= TASK TO CARRY OUT =
Copy out each line of the data below in which "then" appears.

───── DATA LISTING

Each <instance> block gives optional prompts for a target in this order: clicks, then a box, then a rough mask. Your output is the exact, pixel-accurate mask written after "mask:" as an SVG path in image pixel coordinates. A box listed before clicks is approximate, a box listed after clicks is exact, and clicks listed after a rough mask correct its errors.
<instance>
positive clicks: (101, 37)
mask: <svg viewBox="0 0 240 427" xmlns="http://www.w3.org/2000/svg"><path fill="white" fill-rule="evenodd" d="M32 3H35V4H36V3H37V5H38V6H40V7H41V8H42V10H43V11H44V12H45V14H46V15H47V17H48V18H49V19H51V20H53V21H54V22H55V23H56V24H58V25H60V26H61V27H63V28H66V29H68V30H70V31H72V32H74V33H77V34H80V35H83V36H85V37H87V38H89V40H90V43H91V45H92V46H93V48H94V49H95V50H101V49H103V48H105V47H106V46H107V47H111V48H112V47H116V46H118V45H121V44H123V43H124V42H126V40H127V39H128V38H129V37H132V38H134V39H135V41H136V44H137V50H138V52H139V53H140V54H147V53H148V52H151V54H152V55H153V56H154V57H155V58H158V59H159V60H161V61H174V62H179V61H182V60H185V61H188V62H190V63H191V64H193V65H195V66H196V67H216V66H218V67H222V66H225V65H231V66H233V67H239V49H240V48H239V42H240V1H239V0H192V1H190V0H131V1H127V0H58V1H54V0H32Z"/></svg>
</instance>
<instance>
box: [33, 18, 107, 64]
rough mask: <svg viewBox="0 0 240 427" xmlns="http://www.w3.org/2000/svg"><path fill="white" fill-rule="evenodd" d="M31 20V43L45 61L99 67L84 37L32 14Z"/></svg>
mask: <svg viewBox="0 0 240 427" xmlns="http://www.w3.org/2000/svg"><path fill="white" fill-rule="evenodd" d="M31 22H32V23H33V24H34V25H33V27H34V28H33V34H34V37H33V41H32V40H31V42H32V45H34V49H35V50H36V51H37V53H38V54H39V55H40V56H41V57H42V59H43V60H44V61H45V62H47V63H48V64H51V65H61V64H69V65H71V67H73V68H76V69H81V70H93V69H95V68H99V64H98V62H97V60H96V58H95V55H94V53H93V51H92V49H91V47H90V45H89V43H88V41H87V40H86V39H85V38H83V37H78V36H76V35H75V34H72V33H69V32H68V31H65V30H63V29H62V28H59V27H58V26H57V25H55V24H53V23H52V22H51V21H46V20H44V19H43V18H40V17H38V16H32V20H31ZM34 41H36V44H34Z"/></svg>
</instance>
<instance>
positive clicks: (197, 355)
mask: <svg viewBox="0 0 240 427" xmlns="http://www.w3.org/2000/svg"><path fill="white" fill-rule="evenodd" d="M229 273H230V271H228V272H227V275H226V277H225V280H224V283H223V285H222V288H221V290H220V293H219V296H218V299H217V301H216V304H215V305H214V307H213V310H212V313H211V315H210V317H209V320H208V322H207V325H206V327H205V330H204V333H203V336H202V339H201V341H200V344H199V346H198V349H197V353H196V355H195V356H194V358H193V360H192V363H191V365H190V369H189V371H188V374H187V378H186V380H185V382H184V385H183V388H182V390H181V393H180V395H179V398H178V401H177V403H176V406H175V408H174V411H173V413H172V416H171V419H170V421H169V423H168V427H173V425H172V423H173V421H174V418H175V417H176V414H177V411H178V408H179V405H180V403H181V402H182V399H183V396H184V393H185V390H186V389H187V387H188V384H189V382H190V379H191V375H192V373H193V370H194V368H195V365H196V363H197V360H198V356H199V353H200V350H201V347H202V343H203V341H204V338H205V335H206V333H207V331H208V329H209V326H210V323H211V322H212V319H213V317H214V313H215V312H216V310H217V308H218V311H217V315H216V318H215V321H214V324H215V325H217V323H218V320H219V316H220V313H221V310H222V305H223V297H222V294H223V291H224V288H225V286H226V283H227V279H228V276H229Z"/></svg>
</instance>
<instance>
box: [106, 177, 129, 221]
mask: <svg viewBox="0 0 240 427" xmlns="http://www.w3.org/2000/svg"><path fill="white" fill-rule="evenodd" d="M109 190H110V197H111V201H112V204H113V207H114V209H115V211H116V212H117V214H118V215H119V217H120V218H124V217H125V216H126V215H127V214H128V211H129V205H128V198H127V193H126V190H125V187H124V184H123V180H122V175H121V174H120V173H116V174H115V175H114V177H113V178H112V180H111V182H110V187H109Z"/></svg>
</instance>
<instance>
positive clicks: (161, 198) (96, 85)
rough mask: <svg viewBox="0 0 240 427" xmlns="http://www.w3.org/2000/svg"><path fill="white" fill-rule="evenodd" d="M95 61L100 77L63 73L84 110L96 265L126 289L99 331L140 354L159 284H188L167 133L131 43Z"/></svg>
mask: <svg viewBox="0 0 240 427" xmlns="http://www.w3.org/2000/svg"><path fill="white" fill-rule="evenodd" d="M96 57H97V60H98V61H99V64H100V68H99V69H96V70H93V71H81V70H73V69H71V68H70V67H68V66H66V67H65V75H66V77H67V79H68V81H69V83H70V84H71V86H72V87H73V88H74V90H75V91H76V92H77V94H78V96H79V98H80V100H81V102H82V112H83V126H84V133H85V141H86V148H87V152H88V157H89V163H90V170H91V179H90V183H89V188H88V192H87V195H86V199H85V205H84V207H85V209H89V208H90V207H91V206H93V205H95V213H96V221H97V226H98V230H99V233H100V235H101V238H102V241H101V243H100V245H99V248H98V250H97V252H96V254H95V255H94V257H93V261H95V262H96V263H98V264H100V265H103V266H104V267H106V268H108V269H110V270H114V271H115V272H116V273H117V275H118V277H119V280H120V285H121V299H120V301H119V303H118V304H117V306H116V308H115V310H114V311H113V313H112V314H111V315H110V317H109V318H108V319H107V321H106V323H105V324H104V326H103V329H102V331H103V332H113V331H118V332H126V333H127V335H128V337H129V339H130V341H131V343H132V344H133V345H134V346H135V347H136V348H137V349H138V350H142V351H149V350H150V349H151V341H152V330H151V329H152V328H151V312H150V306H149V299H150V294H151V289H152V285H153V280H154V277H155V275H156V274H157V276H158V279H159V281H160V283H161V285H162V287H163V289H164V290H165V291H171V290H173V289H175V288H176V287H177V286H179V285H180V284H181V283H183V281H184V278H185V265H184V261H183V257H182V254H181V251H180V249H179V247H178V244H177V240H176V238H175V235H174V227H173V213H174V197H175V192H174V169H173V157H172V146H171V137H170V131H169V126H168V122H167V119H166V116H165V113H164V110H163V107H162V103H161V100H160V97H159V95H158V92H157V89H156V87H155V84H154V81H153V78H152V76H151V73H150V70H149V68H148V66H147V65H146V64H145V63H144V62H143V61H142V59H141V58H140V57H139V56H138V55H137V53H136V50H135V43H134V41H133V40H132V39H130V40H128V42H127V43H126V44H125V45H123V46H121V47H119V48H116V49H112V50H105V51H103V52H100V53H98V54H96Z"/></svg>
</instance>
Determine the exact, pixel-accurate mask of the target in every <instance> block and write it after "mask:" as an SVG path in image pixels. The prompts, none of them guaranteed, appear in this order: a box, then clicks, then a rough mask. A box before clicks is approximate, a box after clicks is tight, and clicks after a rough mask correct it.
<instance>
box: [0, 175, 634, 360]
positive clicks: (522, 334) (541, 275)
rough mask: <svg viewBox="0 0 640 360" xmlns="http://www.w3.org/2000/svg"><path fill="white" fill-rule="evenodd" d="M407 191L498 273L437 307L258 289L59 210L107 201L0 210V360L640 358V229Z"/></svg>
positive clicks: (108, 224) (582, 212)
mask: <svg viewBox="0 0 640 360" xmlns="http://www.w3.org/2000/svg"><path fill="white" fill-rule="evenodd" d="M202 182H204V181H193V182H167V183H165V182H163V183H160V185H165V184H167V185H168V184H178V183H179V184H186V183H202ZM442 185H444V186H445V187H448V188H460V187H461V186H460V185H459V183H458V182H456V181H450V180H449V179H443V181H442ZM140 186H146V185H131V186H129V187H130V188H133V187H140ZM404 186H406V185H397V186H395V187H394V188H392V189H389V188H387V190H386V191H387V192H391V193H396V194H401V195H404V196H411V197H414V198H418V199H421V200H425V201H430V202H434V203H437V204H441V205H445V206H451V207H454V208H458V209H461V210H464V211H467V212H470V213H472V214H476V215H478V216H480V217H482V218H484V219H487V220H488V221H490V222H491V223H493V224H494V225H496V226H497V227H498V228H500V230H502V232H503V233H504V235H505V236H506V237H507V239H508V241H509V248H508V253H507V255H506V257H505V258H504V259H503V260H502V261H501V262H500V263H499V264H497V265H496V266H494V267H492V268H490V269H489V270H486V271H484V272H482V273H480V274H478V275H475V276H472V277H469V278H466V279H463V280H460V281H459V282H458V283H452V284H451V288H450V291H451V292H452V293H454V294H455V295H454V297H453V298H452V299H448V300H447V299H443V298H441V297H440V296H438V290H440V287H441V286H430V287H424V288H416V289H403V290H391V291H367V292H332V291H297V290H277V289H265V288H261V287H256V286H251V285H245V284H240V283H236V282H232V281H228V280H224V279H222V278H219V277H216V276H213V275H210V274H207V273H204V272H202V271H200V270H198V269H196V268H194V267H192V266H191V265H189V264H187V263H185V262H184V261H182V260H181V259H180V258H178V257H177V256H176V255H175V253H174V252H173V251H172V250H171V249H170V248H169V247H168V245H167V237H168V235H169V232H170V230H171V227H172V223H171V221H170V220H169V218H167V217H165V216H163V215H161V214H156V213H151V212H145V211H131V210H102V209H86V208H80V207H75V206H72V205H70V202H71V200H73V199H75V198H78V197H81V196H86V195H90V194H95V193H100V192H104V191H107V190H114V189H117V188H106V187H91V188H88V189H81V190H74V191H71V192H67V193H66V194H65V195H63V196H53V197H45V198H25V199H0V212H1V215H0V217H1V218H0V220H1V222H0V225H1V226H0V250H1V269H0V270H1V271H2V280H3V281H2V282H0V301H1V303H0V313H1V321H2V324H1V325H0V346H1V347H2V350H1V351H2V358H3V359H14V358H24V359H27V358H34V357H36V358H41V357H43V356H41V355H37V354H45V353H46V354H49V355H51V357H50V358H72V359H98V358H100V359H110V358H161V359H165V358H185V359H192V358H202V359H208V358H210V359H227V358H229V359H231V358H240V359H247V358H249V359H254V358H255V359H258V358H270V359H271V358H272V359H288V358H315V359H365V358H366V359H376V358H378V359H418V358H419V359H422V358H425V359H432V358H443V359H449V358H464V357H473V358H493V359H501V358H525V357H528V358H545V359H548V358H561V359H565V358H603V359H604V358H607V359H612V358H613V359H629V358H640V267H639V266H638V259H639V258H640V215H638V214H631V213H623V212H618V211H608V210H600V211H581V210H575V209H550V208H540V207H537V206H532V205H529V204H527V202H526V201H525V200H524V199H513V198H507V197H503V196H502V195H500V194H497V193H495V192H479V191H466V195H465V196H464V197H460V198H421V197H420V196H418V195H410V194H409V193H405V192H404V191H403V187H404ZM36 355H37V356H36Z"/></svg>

──────────

= TASK ANSWER =
Each <instance> block gives optional prompts for a target in this order: clicks, then a box, then a rough mask. Your output is the exact, pixel-accurate mask written after "mask:" as an SVG path in image pixel coordinates. A box listed before clicks is approximate, a box listed after clicks is exact, and clicks listed after a rough mask correct its errors.
Determine the exact, pixel-accurate mask of the target in every <instance> block and write it after "mask:" as an SVG path in image pixels. The prompts, none of them guaranteed, appear in this order: a box, then clicks, then a rough mask. A box before clicks is approximate, a box after clicks is tight, and clicks after a rough mask correct it.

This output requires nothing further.